→ Exercise aim:
Please copy out the Hairy Bikers: Route 66 text below in full, word for word.

→ Selection:
##############################
- DVD cover
- Starring: Dave Myers Si King
- Country of origin: United Kingdom
- Original language: English
- No. of series: 1
- No. of episodes: 6

Production
- Running time: 60 mins

Original release
- Network: BBC 2
- Release: 12 September – 24 October 2019

= Hairy Bikers: Route 66 =

The Hairy Bikers: Route 66 is a British food lifestyle programme which was broadcast on BBC 2 in 2019. In each one-hour episode, The Hairy Bikers travel along the iconic Route 66 Highway, taking in the culture and history as well as trying local dishes.
##############################
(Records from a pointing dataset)
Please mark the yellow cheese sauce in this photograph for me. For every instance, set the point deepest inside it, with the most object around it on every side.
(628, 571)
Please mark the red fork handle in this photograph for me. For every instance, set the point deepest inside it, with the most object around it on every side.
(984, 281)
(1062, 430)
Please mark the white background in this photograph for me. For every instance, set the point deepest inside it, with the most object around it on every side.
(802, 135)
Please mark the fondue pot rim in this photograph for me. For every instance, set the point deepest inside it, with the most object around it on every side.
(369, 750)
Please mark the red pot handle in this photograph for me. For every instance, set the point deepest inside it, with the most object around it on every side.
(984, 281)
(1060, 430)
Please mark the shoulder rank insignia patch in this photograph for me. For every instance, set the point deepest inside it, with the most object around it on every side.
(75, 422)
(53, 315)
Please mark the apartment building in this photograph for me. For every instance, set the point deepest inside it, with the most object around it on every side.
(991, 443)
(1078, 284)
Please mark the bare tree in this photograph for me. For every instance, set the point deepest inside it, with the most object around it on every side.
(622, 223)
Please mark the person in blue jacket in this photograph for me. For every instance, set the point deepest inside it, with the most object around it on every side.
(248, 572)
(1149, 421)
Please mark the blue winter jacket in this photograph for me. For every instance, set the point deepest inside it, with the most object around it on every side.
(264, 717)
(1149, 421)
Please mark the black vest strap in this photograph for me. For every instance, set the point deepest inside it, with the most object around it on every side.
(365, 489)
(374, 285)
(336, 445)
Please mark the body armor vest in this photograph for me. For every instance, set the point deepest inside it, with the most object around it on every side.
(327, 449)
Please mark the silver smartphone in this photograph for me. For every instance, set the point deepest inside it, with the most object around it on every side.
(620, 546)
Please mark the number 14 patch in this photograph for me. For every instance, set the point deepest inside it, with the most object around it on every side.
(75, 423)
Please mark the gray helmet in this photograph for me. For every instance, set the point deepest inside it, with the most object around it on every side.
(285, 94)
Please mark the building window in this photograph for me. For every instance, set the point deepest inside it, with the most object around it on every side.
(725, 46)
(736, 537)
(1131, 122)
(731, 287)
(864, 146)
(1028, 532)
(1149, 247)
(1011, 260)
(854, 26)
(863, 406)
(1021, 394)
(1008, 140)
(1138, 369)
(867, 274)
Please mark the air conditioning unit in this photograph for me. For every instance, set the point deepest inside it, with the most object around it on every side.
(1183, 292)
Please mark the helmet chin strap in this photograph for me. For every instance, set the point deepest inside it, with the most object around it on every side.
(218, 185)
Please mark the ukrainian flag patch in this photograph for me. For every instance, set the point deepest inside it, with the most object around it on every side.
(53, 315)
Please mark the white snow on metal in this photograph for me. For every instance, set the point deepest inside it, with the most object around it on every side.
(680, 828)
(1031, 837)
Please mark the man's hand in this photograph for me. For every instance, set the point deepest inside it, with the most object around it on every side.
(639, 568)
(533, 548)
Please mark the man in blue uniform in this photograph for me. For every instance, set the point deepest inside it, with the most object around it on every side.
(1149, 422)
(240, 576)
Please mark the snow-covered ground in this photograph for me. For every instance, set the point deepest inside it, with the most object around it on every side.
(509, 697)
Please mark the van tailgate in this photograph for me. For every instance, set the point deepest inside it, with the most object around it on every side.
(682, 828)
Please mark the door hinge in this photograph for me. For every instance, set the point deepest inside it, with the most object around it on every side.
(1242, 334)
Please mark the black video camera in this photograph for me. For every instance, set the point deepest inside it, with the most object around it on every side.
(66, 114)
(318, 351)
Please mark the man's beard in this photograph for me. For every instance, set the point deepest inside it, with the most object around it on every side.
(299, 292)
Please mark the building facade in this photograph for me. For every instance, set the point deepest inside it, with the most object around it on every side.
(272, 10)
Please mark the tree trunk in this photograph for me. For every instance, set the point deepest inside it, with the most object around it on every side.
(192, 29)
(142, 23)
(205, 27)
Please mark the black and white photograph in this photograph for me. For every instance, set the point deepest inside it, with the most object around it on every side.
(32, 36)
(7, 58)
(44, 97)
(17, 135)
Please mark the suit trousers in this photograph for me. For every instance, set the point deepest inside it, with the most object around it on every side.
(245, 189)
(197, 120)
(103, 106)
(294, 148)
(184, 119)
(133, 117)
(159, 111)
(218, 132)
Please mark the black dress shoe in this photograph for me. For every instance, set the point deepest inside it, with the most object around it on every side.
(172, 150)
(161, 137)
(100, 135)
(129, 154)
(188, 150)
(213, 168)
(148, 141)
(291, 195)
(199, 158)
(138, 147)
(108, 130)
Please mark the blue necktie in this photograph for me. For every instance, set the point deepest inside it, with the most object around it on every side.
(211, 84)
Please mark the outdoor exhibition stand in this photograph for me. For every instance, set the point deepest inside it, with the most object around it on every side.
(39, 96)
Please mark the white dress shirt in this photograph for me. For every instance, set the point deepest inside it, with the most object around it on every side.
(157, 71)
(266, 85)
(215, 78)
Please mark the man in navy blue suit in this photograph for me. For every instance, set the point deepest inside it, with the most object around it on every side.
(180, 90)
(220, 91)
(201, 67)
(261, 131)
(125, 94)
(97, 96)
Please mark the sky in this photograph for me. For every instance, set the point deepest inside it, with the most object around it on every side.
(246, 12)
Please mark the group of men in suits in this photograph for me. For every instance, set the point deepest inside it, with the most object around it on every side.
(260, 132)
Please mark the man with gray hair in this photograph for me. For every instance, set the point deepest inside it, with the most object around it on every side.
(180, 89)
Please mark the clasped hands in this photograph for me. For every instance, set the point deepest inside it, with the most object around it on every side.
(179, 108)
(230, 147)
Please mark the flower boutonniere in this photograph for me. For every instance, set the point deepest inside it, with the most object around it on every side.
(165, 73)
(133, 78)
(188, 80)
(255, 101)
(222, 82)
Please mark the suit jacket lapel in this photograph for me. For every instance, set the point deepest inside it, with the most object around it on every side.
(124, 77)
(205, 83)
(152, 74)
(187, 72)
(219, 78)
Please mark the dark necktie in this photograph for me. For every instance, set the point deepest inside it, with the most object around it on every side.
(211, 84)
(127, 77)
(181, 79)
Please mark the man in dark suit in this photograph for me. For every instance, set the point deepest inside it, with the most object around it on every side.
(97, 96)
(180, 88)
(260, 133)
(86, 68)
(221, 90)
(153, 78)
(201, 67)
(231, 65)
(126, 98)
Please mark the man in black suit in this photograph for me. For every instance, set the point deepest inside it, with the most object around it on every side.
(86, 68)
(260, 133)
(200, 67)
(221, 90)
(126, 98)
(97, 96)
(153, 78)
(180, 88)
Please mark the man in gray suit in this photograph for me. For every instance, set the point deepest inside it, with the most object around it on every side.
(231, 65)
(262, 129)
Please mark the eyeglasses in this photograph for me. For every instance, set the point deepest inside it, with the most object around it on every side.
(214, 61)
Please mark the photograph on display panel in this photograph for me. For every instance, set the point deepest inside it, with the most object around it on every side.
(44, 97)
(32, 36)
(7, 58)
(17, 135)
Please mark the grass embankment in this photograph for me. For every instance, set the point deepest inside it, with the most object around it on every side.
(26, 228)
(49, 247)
##############################
→ The result:
- DVD cover
- Starring: Dave Myers Si King
- Country of origin: United Kingdom
- Original language: English
- No. of series: 1
- No. of episodes: 6

Production
- Running time: 60 mins

Original release
- Network: BBC 2
- Release: 12 September – 24 October 2019

= Hairy Bikers: Route 66 =

The Hairy Bikers: Route 66 is a British food lifestyle programme which was broadcast on BBC 2 in 2019. In each one-hour episode, The Hairy Bikers travel along the iconic Route 66 Highway, taking in the culture and history as well as trying local dishes.